→ **Your task**: Turn the material below into a numbered list, from the line with "Spot the metal" through the end of the material, skipping any blank lines.
=== Stored records ===
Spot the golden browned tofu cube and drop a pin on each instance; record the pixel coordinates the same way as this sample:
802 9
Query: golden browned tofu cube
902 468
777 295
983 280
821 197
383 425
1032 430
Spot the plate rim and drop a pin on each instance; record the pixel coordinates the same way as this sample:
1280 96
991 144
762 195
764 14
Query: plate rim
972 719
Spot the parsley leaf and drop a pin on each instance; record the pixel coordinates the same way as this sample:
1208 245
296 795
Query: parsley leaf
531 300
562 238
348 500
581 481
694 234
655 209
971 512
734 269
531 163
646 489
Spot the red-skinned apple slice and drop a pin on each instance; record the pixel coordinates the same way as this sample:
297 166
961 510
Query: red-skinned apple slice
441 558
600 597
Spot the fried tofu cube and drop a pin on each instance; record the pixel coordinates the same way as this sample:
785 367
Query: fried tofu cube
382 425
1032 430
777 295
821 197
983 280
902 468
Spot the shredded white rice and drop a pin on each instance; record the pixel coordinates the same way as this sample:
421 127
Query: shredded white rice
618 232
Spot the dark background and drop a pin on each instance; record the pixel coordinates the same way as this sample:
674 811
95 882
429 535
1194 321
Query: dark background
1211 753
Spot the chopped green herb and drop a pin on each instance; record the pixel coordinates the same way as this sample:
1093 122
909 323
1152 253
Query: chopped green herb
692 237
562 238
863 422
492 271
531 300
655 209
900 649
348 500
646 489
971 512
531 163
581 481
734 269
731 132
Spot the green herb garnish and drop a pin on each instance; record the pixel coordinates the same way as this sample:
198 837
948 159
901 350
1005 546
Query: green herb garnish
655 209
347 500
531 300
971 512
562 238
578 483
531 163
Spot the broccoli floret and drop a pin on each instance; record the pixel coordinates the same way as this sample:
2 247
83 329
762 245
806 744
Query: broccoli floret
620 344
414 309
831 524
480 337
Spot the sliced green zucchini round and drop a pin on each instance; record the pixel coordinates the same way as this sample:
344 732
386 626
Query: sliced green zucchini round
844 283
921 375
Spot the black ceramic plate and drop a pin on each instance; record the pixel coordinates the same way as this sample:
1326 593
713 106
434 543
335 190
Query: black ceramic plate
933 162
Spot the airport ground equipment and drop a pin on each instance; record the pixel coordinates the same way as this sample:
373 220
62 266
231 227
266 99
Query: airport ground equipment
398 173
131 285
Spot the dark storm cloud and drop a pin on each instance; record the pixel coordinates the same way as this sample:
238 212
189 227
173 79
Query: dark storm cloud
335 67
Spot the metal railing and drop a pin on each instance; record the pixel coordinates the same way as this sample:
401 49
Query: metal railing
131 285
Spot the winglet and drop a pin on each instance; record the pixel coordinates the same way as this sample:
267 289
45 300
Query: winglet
===
→ **Task output**:
1. Spot the metal railing and drop a pin on each instance; record the pixel coordinates the same way as this sample:
2. 401 49
3. Query: metal railing
4. 131 285
5. Spot the winglet and drop a pin on each instance; record the pixel coordinates the same way as this sample:
6. 267 289
7. 45 300
8. Query: winglet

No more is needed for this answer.